Every once in a while I stumble across something really beautiful and rare. This is one of those finds. Zod bless YouTube users for cataloging practically everything in filmed existence that would otherwise be lost or inaccessible to mass audiences. This 45 minute documentary features guitar legend Carl Perkins and Beatle legend Paul McCartney just hanging out, strumming, picking and singing the time away. The video also has some interesting Carl Perkins history tucked away between the performances. I particularly loved the history of “Blue Suede Shoes” and how Carl always thought ‘suede’ was spelled ‘swade.’ The closing song, “My Old Friend,” was also touching, especially the revelation of Carl playing it for Paul right after John had died. It is a beautiful song and its remarkable how Paul has the ability to just create wonderful vocal harmonies and backing melodies on the spot. This is a nice companion piece to the Carl Perkins and Friends Rockabilly School (where George Harrison got to sit in as Carl’s best friend), and it is well worth your time.
PS- If you are wondering where I have been, take comfort in the fact that I pretty much do blog style reporting for a living. Check out my work at Sheepshead Bites and Bensonhurst Bean, covering all the ins and outs of Southern Brooklyn.
“Hound Dog” is one of the greatest blues rock songs of all time, so it should come as no surprise that this is the third instance of me posting a version of it. The other two occasions involved the King Elvis Presley, but for this time, I have the superior version. Its Big Mama Thorton and Buddy Guy teaming up to play the song that Mama made a hit 4 years before Elvis. Her version just roasts with perfection. The way Big Mama just growls and bites into the verses, singing like no one else could sing it, even the King of Rock and Roll. This performance is almost too hip for this galaxy, proof of human artistic perfection, and America couldn’t help but agree as Willie Mae Thorton sold 2 million copies of it in 1952 and 1953, spending 7 weeks at #1; an ultra smash for the early era of rock and roll. I’ve played this video about eight times this week and I can’t get enough, and I hope you enjoy it as much as I do.
* * *
### Stated task 1
Translate this sentence from the music blog post into Spanish: "The video also has some interesting Carl Perkins history tucked away between the performances."
### Stated task 2
Rewrite the listing below with "wrapped in" swapped for "enclosed in" throughout, leaving everything else unchanged.
* * *
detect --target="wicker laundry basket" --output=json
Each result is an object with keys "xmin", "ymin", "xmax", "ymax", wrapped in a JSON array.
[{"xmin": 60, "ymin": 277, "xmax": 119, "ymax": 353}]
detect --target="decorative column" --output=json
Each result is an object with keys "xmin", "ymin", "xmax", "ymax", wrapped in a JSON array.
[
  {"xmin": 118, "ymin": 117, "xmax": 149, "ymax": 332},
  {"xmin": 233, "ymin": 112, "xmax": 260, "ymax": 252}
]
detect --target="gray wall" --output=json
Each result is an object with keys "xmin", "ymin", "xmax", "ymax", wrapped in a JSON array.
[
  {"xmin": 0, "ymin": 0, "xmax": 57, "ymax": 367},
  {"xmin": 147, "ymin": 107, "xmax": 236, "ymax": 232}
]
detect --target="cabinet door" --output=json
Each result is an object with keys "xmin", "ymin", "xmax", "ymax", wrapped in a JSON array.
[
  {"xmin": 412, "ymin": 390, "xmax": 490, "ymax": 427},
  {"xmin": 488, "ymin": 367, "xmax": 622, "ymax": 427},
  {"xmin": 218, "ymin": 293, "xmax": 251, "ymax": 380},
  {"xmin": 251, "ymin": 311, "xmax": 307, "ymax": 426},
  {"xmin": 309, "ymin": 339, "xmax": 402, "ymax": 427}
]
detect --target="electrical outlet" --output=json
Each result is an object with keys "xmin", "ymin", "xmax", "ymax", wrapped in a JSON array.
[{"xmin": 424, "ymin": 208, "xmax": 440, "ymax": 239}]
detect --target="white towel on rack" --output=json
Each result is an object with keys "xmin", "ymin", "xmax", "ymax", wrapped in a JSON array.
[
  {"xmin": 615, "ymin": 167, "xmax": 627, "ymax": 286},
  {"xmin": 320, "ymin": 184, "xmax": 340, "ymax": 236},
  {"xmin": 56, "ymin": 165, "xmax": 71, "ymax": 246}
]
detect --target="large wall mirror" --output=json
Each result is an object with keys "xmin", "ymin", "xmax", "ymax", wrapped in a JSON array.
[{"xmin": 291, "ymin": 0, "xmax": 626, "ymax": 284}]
* * *
### Correct output 1
El video también tiene algo de historia interesante sobre Carl Perkins escondida entre las actuaciones.

### Correct output 2
detect --target="wicker laundry basket" --output=json
Each result is an object with keys "xmin", "ymin", "xmax", "ymax", enclosed in a JSON array.
[{"xmin": 60, "ymin": 277, "xmax": 119, "ymax": 353}]
detect --target="decorative column" --output=json
Each result is an object with keys "xmin", "ymin", "xmax", "ymax", enclosed in a JSON array.
[
  {"xmin": 118, "ymin": 117, "xmax": 149, "ymax": 332},
  {"xmin": 233, "ymin": 112, "xmax": 260, "ymax": 252}
]
detect --target="gray wall" --output=json
Each result is an object with keys "xmin", "ymin", "xmax", "ymax", enclosed in a JSON array.
[
  {"xmin": 0, "ymin": 0, "xmax": 57, "ymax": 367},
  {"xmin": 147, "ymin": 107, "xmax": 236, "ymax": 232}
]
detect --target="cabinet door" --output=json
Each result is an object with keys "xmin", "ymin", "xmax", "ymax", enclosed in a JSON array.
[
  {"xmin": 412, "ymin": 390, "xmax": 490, "ymax": 427},
  {"xmin": 488, "ymin": 367, "xmax": 622, "ymax": 427},
  {"xmin": 218, "ymin": 293, "xmax": 251, "ymax": 380},
  {"xmin": 251, "ymin": 311, "xmax": 307, "ymax": 426},
  {"xmin": 309, "ymin": 339, "xmax": 402, "ymax": 427}
]
detect --target="electrical outlet" --output=json
Each result is an object with keys "xmin", "ymin", "xmax", "ymax", enclosed in a JSON array.
[{"xmin": 424, "ymin": 208, "xmax": 440, "ymax": 239}]
detect --target="white towel on rack" --output=json
Each result is an object with keys "xmin", "ymin", "xmax", "ymax", enclosed in a JSON array.
[
  {"xmin": 615, "ymin": 167, "xmax": 627, "ymax": 286},
  {"xmin": 320, "ymin": 184, "xmax": 340, "ymax": 236},
  {"xmin": 56, "ymin": 165, "xmax": 71, "ymax": 246}
]
detect --target="large wall mirror" --output=json
Each result is an object with keys "xmin", "ymin", "xmax", "ymax", enclosed in a JSON array.
[{"xmin": 291, "ymin": 0, "xmax": 626, "ymax": 284}]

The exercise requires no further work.